[WHAT TO DO]
Copy each line below in which the word "eyeglasses" occurs.

[RECORDS TO PROCESS]

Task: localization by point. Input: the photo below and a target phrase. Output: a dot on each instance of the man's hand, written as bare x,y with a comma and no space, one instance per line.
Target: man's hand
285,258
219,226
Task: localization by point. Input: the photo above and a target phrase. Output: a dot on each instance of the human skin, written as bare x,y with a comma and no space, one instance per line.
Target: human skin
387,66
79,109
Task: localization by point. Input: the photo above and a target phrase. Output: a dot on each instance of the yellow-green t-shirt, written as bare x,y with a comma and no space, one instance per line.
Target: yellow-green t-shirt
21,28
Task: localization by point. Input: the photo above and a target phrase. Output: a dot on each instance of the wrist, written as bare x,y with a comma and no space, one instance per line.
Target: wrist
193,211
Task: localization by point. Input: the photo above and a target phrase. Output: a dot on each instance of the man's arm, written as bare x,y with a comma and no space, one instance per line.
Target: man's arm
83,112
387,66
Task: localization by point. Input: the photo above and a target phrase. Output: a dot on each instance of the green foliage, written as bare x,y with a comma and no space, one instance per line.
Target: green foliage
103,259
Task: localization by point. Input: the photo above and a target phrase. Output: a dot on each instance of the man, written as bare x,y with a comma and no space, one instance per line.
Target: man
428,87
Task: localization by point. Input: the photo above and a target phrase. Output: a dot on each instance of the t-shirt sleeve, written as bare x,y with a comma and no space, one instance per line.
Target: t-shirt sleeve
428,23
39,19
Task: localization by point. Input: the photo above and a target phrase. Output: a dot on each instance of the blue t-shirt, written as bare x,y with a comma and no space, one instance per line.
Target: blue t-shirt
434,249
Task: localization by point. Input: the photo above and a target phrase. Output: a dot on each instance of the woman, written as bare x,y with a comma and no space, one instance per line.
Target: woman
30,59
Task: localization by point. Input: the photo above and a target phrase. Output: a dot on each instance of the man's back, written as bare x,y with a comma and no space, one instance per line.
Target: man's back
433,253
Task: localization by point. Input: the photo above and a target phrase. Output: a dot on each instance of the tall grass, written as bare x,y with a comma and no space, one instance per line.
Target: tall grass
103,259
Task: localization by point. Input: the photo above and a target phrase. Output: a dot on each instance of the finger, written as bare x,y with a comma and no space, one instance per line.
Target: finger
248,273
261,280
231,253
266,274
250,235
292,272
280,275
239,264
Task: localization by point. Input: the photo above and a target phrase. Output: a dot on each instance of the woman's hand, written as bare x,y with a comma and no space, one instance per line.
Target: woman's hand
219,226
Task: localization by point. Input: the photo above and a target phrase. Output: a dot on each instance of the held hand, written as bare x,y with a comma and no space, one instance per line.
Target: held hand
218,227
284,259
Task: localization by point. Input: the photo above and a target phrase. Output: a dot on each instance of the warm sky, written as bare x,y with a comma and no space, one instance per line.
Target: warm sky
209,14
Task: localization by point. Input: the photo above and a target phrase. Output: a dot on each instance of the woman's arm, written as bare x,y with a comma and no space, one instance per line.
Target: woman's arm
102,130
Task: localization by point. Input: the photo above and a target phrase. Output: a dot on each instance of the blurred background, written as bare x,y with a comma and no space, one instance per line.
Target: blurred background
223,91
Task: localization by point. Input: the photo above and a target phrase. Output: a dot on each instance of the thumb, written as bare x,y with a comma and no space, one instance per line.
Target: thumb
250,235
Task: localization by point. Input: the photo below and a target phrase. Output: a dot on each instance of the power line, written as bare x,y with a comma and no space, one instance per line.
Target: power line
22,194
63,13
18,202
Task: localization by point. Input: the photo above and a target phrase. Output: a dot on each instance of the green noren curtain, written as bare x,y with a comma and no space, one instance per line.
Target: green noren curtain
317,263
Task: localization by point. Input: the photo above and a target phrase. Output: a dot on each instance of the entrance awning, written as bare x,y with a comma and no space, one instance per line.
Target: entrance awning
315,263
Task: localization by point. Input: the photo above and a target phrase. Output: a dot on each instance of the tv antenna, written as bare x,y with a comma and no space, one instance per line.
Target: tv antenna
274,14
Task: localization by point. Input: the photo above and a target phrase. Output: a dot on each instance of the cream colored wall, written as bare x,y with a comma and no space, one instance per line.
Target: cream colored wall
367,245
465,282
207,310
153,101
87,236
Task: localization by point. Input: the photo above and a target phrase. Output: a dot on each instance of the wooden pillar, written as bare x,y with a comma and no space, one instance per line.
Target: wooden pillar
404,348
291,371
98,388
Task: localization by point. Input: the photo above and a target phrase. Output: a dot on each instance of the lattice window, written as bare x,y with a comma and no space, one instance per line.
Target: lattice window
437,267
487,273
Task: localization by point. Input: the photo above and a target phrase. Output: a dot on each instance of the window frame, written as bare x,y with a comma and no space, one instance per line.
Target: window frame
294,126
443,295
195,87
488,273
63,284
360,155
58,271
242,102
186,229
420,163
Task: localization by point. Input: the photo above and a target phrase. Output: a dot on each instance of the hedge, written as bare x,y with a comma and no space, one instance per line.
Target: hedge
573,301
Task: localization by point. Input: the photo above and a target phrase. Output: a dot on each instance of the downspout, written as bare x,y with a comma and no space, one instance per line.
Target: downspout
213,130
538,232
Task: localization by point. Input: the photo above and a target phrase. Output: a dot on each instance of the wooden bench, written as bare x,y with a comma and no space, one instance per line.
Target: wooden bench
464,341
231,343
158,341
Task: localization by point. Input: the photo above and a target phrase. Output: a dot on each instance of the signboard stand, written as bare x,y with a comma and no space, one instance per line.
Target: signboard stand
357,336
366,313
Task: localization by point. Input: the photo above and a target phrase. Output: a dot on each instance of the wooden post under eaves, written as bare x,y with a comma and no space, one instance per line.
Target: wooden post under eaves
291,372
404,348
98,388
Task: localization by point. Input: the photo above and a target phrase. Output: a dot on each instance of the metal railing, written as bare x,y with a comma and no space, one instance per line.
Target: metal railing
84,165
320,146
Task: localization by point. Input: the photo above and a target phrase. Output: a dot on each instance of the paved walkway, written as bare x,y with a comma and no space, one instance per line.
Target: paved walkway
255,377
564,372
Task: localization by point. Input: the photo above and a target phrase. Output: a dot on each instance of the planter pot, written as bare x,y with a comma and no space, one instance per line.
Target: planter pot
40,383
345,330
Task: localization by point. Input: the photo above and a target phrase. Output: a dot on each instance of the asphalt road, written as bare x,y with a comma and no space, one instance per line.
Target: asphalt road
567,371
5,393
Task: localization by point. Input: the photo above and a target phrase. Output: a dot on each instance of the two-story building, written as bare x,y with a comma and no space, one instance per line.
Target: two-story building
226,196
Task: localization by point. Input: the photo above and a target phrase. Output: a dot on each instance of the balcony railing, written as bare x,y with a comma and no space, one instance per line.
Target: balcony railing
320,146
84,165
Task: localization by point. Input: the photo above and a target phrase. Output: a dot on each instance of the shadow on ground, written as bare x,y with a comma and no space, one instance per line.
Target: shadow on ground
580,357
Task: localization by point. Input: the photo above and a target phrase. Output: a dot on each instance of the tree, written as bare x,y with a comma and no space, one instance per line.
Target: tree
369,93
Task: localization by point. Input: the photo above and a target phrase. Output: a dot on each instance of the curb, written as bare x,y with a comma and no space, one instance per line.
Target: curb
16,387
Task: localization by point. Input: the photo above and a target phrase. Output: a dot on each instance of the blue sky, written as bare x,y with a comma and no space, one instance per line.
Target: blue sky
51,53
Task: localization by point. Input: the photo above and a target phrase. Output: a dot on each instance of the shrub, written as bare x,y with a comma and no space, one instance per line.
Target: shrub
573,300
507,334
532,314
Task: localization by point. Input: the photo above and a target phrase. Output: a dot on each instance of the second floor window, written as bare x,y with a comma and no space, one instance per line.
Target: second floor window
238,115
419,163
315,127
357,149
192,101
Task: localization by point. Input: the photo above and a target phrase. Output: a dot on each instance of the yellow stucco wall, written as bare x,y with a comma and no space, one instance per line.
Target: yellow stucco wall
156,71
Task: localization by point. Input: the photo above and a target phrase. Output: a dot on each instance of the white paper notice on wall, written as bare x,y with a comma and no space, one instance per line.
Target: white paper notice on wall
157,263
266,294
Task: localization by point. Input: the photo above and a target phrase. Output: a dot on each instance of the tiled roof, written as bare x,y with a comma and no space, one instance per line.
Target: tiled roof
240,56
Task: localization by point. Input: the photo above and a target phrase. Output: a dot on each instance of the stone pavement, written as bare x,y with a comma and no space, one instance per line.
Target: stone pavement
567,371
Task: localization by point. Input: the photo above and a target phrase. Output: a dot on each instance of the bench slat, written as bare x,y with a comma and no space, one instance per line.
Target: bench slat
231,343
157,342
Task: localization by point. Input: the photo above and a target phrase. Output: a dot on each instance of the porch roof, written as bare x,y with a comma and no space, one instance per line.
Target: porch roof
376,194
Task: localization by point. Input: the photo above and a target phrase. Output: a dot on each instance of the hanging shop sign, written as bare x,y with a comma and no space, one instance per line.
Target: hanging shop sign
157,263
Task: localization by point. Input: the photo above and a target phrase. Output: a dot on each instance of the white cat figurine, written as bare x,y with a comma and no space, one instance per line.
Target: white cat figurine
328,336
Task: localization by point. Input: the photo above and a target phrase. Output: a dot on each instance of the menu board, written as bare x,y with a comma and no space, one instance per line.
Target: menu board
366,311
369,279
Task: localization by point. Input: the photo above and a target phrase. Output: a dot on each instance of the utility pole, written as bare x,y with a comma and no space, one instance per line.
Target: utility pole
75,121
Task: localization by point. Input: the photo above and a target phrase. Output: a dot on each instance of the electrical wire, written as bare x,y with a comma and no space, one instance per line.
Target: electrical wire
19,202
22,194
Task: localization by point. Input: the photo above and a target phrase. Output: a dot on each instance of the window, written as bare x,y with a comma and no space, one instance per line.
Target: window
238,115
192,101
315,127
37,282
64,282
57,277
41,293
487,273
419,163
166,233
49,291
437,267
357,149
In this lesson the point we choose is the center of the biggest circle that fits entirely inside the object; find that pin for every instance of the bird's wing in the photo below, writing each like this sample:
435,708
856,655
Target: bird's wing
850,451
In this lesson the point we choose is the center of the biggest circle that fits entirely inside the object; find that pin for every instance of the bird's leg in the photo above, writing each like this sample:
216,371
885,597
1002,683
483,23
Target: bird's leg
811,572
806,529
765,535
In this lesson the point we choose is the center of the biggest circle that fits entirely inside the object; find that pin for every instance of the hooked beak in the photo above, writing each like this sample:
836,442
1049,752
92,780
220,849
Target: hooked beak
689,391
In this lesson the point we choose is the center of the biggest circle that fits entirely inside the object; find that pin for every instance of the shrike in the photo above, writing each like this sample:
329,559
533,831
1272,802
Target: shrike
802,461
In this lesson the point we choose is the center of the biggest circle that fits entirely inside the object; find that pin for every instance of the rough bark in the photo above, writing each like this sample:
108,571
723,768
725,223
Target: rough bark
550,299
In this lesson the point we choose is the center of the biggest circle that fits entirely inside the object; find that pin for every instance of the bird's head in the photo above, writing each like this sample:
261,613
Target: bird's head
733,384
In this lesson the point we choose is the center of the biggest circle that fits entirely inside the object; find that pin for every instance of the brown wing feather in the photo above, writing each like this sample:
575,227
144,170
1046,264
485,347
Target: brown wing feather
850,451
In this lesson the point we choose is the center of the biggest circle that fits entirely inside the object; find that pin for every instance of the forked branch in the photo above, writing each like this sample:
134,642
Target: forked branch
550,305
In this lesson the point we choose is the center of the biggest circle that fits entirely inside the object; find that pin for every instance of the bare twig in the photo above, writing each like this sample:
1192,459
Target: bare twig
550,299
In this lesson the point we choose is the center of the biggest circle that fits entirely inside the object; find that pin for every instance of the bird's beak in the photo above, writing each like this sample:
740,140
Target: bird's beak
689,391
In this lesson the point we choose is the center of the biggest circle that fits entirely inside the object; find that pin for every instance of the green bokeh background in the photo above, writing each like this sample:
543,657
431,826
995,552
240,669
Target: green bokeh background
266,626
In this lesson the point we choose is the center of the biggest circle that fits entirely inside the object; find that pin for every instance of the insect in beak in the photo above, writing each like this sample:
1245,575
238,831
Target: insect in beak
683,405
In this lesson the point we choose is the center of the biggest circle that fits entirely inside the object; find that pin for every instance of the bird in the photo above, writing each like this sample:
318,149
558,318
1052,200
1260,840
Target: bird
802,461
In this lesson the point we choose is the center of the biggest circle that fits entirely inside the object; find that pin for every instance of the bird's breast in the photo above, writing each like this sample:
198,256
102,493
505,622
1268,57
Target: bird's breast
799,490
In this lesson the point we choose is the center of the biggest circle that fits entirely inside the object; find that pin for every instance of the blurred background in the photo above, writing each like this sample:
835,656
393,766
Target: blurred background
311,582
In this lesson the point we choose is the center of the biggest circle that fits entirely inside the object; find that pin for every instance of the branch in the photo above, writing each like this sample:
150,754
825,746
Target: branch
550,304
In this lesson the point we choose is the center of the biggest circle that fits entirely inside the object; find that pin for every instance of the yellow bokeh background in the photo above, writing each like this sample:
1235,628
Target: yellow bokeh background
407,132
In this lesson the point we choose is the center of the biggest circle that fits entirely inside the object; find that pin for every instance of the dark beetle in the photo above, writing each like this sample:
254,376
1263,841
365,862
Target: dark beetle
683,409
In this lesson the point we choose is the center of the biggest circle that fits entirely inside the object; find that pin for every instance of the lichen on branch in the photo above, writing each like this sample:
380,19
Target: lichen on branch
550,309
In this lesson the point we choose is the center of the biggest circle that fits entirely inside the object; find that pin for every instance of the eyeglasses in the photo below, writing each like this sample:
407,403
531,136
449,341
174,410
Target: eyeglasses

[REPLY]
In this lesson the point we choose is the center of the biggest circle that fits entirely inside the object; find that pin for every instance of the eyeglasses in the photo below, writing each like this sample:
Target: eyeglasses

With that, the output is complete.